◆ TASK GOAL: Copy the lines below word for word, beginning with the line that contains "Segment hummingbird claw." and ending with the line that contains "461,247,492,276", including both of those lines.

◆ SUPPLIED DATA:
....

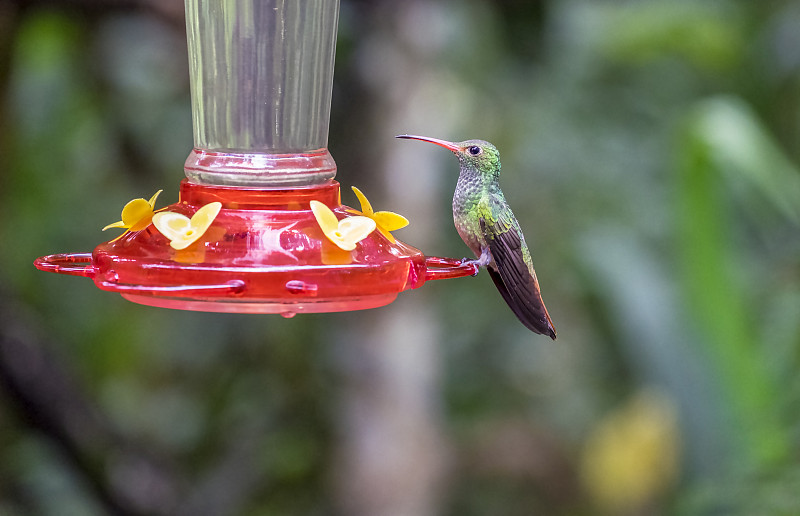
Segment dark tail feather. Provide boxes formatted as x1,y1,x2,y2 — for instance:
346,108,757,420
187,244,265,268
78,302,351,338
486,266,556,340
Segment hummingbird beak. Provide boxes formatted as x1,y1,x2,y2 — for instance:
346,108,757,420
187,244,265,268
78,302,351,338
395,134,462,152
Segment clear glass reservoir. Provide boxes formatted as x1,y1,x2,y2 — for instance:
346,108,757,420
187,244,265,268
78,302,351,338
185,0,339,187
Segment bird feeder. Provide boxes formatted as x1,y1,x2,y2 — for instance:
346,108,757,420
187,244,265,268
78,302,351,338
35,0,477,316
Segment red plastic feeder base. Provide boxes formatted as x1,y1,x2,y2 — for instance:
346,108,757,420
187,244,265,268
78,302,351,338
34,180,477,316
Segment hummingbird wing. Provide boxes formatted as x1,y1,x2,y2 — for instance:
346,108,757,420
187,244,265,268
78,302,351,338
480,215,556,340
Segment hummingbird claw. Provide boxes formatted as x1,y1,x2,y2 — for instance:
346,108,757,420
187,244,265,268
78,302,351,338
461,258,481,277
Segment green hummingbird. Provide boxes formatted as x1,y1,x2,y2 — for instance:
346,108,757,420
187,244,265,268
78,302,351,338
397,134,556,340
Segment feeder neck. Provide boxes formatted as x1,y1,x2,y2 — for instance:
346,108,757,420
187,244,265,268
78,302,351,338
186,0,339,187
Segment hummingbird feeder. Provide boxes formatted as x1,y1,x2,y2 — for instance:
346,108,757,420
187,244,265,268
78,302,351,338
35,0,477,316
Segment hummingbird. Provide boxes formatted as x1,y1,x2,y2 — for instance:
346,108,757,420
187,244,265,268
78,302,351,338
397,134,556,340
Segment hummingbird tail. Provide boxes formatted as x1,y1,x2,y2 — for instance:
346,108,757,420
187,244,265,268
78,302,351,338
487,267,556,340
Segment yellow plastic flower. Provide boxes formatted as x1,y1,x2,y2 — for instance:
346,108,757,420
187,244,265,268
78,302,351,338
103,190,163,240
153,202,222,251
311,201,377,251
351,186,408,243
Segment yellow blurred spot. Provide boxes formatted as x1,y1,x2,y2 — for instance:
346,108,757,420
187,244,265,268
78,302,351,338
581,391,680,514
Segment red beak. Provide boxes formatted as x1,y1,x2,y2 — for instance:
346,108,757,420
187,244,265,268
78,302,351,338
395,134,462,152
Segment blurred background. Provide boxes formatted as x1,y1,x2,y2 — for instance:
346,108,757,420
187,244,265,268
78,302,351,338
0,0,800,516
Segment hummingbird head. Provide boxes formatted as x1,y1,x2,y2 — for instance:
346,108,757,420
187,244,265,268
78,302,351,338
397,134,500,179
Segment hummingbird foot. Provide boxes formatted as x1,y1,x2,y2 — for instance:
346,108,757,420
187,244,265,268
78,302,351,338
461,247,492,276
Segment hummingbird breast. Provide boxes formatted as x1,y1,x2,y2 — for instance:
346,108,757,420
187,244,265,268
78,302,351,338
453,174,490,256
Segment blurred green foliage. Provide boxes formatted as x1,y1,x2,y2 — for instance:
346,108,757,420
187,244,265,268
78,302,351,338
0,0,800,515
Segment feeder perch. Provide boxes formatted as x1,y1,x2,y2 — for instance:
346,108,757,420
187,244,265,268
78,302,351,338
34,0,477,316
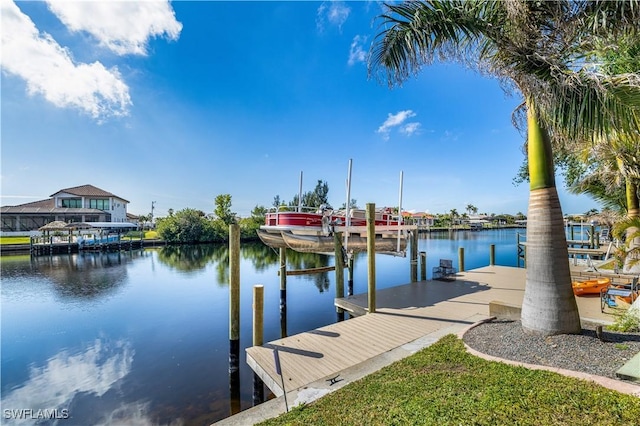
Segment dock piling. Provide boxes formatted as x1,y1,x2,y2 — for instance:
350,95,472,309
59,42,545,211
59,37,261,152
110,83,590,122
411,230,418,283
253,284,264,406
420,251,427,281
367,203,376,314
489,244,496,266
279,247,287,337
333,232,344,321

....

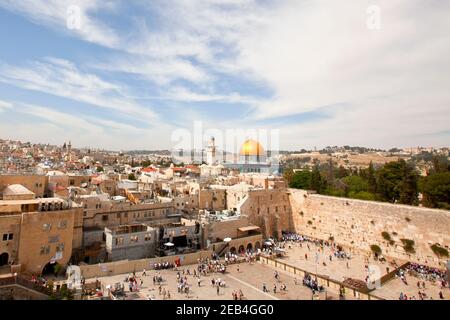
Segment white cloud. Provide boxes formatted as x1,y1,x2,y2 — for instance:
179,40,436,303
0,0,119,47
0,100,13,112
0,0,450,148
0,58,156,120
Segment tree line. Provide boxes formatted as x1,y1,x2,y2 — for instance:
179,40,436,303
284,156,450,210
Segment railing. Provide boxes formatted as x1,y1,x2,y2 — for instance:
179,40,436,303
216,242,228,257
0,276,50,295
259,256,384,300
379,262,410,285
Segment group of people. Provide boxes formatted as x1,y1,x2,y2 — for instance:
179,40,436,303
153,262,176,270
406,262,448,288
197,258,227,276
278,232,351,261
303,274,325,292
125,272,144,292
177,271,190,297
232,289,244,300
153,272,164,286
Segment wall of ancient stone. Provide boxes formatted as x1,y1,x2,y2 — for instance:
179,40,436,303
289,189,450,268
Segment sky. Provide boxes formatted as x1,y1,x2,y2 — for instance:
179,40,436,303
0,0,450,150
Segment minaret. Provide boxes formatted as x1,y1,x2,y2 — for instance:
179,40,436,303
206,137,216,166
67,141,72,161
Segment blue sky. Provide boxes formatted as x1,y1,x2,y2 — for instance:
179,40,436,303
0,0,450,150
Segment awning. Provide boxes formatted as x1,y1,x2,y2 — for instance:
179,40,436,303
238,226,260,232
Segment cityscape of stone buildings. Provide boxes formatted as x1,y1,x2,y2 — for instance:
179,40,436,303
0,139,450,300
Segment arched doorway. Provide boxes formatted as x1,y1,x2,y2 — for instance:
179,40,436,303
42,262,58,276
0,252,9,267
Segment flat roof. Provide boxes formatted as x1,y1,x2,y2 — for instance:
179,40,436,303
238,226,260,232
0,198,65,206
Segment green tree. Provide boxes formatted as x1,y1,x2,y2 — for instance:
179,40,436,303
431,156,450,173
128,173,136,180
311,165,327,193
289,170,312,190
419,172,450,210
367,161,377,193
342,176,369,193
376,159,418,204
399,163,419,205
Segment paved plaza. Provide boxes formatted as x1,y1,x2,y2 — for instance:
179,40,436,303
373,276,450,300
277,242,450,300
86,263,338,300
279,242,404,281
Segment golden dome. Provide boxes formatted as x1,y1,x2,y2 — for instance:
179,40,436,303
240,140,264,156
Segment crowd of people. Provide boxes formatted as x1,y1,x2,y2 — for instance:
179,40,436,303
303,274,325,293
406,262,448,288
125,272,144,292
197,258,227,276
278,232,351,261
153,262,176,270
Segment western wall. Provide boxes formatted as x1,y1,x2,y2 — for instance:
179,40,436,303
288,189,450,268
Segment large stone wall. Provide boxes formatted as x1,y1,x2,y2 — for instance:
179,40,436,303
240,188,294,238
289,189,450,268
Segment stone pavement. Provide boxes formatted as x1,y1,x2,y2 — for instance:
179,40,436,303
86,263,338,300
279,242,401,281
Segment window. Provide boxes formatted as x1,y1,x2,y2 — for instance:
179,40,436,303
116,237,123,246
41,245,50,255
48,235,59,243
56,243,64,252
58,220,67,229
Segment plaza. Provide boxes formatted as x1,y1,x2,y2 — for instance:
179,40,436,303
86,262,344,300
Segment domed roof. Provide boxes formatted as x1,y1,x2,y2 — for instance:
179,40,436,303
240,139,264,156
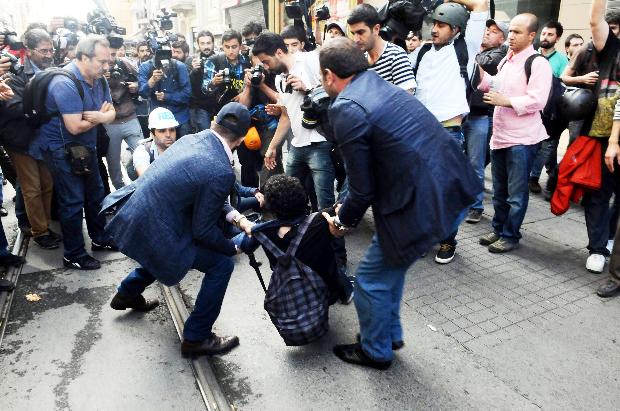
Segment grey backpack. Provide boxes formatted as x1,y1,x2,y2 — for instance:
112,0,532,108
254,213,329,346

....

◆ FINISHED TASK:
Segment hummingbird claw. Provide boxes formatted as x1,y1,x2,y2 — for instance:
346,108,757,420
187,244,265,268
78,302,351,338
461,258,481,277
Segment green hummingbird. Provide boxes formatted as x1,y1,x2,y2 — for instance:
346,108,757,420
187,244,265,268
78,302,351,338
397,134,556,340
Segment feeder neck. Provide boxes formatted as x1,y1,x2,y2 — for instance:
346,108,757,420
187,244,265,268
78,302,351,338
186,0,339,187
Segment hummingbird feeder. Provide boxes formatted as x1,y1,x2,y2 — for instance:
346,108,757,420
187,244,265,268
78,302,351,338
35,0,477,316
Segment hummingbird. Provide boxes formatted as x1,y1,x2,y2 — for instance:
346,108,757,420
187,244,265,268
78,302,351,338
397,134,556,340
Segment hummingbird tail. Provide boxes formatted as x1,y1,x2,y2 — for instance:
346,108,757,420
187,244,265,268
78,302,351,338
487,267,556,340
Segment yellow plastic flower. Provide boxes formatted as x1,y1,x2,y2 — for instance:
346,108,757,420
187,244,265,268
78,302,351,338
103,190,163,240
153,202,222,251
311,201,377,251
351,186,408,243
Segment yellow blurred spot. Provide boxes formatted as x1,y1,x2,y2 — for instance:
346,108,757,420
187,244,265,268
78,302,351,338
581,391,680,514
Segment red beak. Provide boxes formatted as x1,y1,x2,y2 — for instance:
346,108,757,420
187,244,265,268
78,302,351,338
395,134,462,152
Segment blurred background. Provide boxes formatted as x1,y1,x2,y2 — for instance:
346,108,757,420
187,244,265,268
78,302,351,338
0,0,800,516
Segment hummingbird head. Provide boxes formatted as x1,y1,x2,y2 — for instance:
346,108,757,420
187,244,265,268
78,302,351,338
397,134,500,179
Segment hummingbird foot. Provide boxes formatted as x1,y1,x2,y2 — for instance:
346,108,757,420
187,244,265,268
78,302,351,338
461,247,492,276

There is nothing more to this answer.